## What to work on
In the records below, begin at the line that has "Where can the distant" and stop after the line that has "Where can the orange"; quote those lines verbatim and nothing more.

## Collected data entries
--*--

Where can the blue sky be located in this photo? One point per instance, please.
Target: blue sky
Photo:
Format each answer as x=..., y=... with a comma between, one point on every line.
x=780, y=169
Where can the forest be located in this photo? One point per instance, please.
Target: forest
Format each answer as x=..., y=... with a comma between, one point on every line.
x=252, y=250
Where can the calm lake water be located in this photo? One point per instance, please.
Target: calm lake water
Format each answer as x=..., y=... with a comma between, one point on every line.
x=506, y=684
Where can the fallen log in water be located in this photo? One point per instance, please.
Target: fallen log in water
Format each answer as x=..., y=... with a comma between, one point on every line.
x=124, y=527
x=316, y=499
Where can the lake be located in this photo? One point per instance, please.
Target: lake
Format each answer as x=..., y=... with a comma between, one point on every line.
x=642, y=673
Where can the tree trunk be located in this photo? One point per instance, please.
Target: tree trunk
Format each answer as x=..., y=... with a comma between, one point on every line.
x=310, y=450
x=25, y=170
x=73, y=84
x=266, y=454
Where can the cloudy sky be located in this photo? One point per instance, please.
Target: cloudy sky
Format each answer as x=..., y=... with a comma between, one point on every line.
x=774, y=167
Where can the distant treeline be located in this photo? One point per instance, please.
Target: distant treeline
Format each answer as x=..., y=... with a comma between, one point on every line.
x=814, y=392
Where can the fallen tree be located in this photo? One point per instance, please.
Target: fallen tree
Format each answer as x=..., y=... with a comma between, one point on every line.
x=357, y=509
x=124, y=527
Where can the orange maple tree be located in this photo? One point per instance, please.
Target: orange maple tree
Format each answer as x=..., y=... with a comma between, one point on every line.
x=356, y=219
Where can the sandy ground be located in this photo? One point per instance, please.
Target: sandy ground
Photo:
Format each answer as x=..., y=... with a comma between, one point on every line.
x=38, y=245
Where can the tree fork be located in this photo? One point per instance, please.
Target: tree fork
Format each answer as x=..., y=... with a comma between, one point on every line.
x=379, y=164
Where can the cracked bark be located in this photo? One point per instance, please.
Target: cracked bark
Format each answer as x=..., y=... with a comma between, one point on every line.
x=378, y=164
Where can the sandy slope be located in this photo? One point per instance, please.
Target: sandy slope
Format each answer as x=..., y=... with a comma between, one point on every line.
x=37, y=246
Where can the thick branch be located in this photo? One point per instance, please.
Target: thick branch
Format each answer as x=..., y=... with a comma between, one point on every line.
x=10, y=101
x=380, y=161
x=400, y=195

--*--

## Exercise answer
Where can the distant treeline be located in this photo? One point per instance, please.
Target: distant treeline
Format each answer as x=..., y=... with a comma between, one point on every line.
x=814, y=392
Where can the fallen tree be located in this photo? One point per instance, please.
Target: fallen tree
Format each answer as x=..., y=... with a comma between, one point on every line.
x=357, y=509
x=124, y=527
Where can the orange maple tree be located in this photo? One point per instance, please.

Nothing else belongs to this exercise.